Le magazine des idées
Didier Patte, mouvement Normand

Confession d’un futur embastillé. In memoriam Didier Patte (1941-2023)

Amoureux des patries charnelles, et d’abord de la sienne, à la tête du Mouvement normand près d’un demi-siècle durant, Didier Patte nous a quittés. Journaliste, militant, syndicaliste, il aura œuvré toute sa vie à la réunification de la Normandie. Proche du Groupement de recherche et d’études pour la civilisation européenne (GRECE), il participa à son 34e colloque, en 2001, consacré à « L’Europe et les régions ». Normand de choc, il présida un temps, de 2001 à 2007, l’association des amis de Jean Mabire. En hommage à sa personne et à son combat, nous publions une tribune qu’il avait donnée à notre revue (« Éléments », n° 12, septembre-novembre 1975) sur la question normande.

En cette année 1975, m’est-il encore possible d’être et de me dire NORMAND et FRANÇAIS ?

J’avoue que, jusqu’à une époque récente, je ne me posais même plus la question. Cela coulait de source : j’étais français parce que normand…

Évidemment, je n’étais pas un Français indéfinissable, interchangeable de Dunkerque à … Perpignan. J’étais un Français d’une complexion et d’un pelage particuliers qui, en se mêlant aux autres Français des autres régions, contribuait à former la population de la France, si variée, si riche, dans sa diversité ; qu’avec fatuité chauvine, j’en conviens, j’en venais à croire qu’elle pût être un microcosme des peuples de l’Europe occidentale.

Certes, j’avais ricané, jadis, lorsqu’au lycée, nos chers maîtres avaient essayé de nous faire croire que la France, fille aînée de la latinité – ou de l’Église (les professeurs laïcs oubliaient alors leurs phobies anticléricales) –, faisaient de nous, descendants de Vikings, des Méditerranéens de mentalité, à la logique cartésienne… J’en voulais à Corneille, d’ailleurs, le plus romain des Normands, de voler au secours de nos écolâtres et je me consolais en me disant qu’il s’agissait, là, de la victoire posthume du martégal Maurras, chez qui le génie français n’avait pu et ne pouvait être que latin.

● **Objectif 1**: Réécrivez sous forme de liste le paragraphe de l'extrait qui commence par « Amoureux des patries charnelles ». Gardez-en les faits principaux.
● **Objectif 2**:
Répondez à ces questions sur l'extrait :
(a) Quelles années de naissance et de décès de Didier Patte le titre indique-t-il ?
(b) Dans le paragraphe qui commence par « Évidemment », entre quelles deux villes se situe le Français « interchangeable » ?
(c) Dans le paragraphe qui commence par « Certes », qui est appelé « le plus romain des Normands » ?
Les lignes plus bas ne sont pas nécessaires ici.

● **Informations affichées**:
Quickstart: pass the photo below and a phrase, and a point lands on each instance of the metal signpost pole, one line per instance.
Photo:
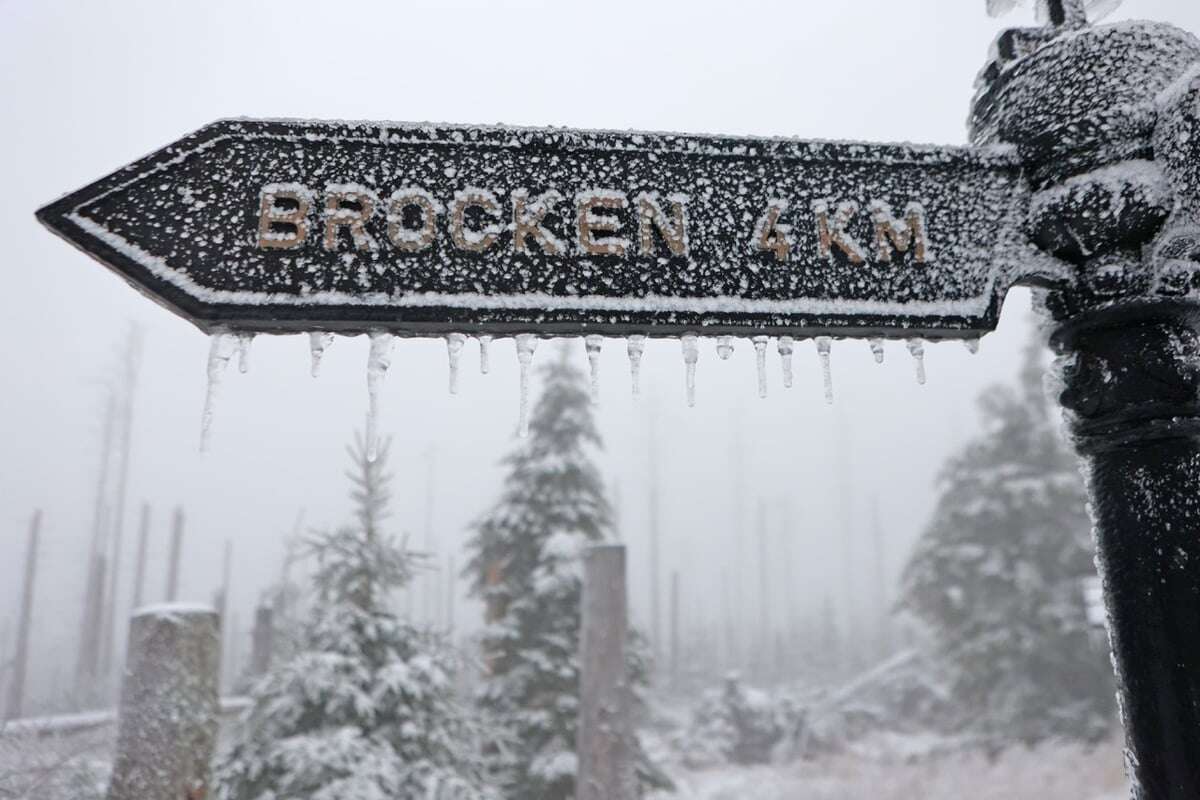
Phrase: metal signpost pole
(1113, 154)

● **Réponse finale 1**:
- Didier Patte, attaché aux patries charnelles et d'abord à la sienne, est décédé après avoir dirigé le Mouvement normand pendant près d'un demi-siècle.
- Journaliste, militant et syndicaliste, il a œuvré toute sa vie à la réunification de la Normandie.
- Proche du GRECE, il a participé en 2001 à son 34e colloque, consacré à « L'Europe et les régions ».
- Il a présidé l'association des amis de Jean Mabire de 2001 à 2007.
- En hommage, la revue publie une tribune qu'il lui avait donnée sur la question normande (« Éléments », n° 12, septembre-novembre 1975).

● **Réponse finale 2**:
(a) 1941 et 2023.
(b) Dunkerque et Perpignan.
(c) Corneille.